What you are asked to do:
Across the data below, count every line where the string "Query" appears. Answer with the number alone.

= = = = = = =

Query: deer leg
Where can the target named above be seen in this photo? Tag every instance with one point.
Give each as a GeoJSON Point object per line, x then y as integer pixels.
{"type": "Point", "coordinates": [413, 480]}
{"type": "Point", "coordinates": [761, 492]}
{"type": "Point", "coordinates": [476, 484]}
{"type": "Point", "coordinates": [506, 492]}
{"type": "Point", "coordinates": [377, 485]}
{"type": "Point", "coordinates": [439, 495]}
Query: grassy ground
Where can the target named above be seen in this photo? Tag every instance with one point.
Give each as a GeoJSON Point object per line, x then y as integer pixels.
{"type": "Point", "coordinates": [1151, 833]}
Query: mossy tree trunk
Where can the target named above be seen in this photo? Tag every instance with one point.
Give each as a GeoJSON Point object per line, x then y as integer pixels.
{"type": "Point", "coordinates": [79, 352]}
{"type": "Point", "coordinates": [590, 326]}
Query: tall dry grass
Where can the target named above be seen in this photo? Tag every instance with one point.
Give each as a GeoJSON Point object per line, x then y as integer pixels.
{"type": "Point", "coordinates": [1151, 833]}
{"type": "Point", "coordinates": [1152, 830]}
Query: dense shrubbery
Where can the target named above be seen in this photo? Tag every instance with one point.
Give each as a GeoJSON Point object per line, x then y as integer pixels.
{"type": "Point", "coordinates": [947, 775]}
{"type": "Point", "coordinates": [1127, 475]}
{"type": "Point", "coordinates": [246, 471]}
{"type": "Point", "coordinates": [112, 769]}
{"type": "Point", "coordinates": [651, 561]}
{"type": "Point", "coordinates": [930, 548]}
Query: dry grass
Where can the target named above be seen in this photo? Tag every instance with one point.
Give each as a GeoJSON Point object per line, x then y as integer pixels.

= = = = = = =

Response box:
6